■ REQUIRED WORK
Skip the images and return the records below exactly.

++++ DATA TO PROCESS

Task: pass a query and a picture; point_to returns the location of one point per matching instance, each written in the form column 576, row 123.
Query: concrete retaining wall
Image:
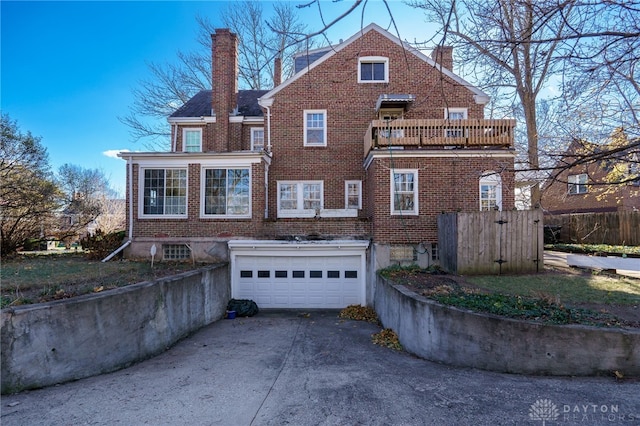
column 462, row 338
column 55, row 342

++++++++

■ WRITTEN SOLUTION
Task: pass a query and a picture; point_to returns the location of one point per matching instance, each written in the form column 576, row 123.
Query: concrete retaining wall
Image:
column 462, row 338
column 55, row 342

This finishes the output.